**TEXT EXTRACT**
===
367

I know there is a method for a Python list to return the first index of something:

>>> l = list([1, 2, 3])
>>> l.index(2)
1

Is there something like that for NumPy arrays?

13 Answers 13

438

Yes, here is the answer given a NumPy array, array, and a value, item, to search for:

itemindex = numpy.where(array==item)

The result is a tuple with first all the row indices, then all the column indices.

For example, if an array is two dimensions and it contained your item at two locations then

array[itemindex[0][0]][itemindex[1][0]]

would be equal to your item and so would

array[itemindex[0][1]][itemindex[1][1]]

numpy.where

  • 1
    If you are looking for the first row in which an item exists in the first column, this works (although it will throw an index error if none exist) rows, columns = np.where(array==item); first_idx = sorted([r for r, c in zip(rows, columns) if c == 0])[0] – BrT Jan 15 '13 at 13:44
  • 7
    What if you want it to stop searching after finding the first value? I don't think where() is comparable to find() – Michael Clerx Nov 20 '14 at 19:12
  • 2
    Ah! If you're interested in performance, check out the answer to this question: stackoverflow.com/questions/7632963/… – Michael Clerx Nov 20 '14 at 19:17
  • 5
    np.argwhere would be slightly more useful here: itemindex = np.argwhere(array==item)[0]; array[tuple(itemindex)] – Eric Oct 17 '16 at 20:46
  • 2
    It's worth noting that this answer assumes the array is 2D. where works on any array, and will return a tuple of length 3 when used on a 3D array, etc. – P. Camilleri Jul 5 '17 at 7:52
62

If you need the index of the first occurrence of only one value, you can use nonzero (or where, which amounts to the same thing in this case):

>>> t = array([1, 1, 1, 2, 2, 3, 8, 3, 8, 8])
>>> nonzero(t == 8)
(array([6, 8, 9]),)
>>> nonzero(t == 8)[0][0]
6

If you need the first index of each of many values, you could obviously do the same as above repeatedly, but there is a trick that may be faster. The following finds the indices of the first element of each subsequence:

>>> nonzero(r_[1, diff(t)[:-1]])
(array([0, 3, 5, 6, 7, 8]),)

Notice that it finds the beginning of both subsequence of 3s and both subsequences of 8s:

[1, 1, 1, 2, 2, 3, 8, 3, 8, 8]

So it's slightly different than finding the first occurrence of each value. In your program, you may be able to work with a sorted version of t to get what you want:

>>> st = sorted(t)
>>> nonzero(r_[1, diff(st)[:-1]])
(array([0, 3, 5, 7]),)
  • 3
    Could you please explain what r_ is? – Geoff Mar 23 '11 at 18:55
  • 1
    @Geoff, r_ concatenates; or, more precisely, it translates slice objects to concatenation along each axis. I could have used hstack instead; that may have been less confusing. See the documentation for more information about r_. There is also a c_. – Vebjorn Ljosa Mar 24 '11 at 19:58
  • +1, nice one! (vs NP.where) your solution is a lot simpler (and probably faster) in the case where it's only the first occurrence of a given value in a 1D array that we need – doug Feb 14 '14 at 1:33
  • 2
    The latter case (finding the first index of all values) is given by vals, locs = np.unique(t, return_index=True) – askewchan Nov 2 '15 at 15:39
34

You can also convert a NumPy array to list in the air and get its index. For example,

l = [1,2,3,4,5] # Python list
a = numpy.array(l) # NumPy array
i = a.tolist().index(2) # i will return index of 2
print i

It will print 1.
===
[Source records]
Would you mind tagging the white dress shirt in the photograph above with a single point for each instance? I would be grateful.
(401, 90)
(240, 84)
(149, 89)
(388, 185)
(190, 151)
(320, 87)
===
**PROMPT 1**
Repeat a passage from the thread on NumPy array indices word for word, beginning at the words "So it's slightly" and stopping after "st = sorted(t)".
**PROMPT 2**
In the thread on NumPy array indices, which function is named as one that could have been used instead of r_?
Work only from the thread on NumPy array indices.

**COMPLETE ANSWER 1**
So it's slightly different than finding the first occurrence of each value. In your program, you may be able to work with a sorted version of t to get what you want:

>>> st = sorted(t)

**COMPLETE ANSWER 2**
hstack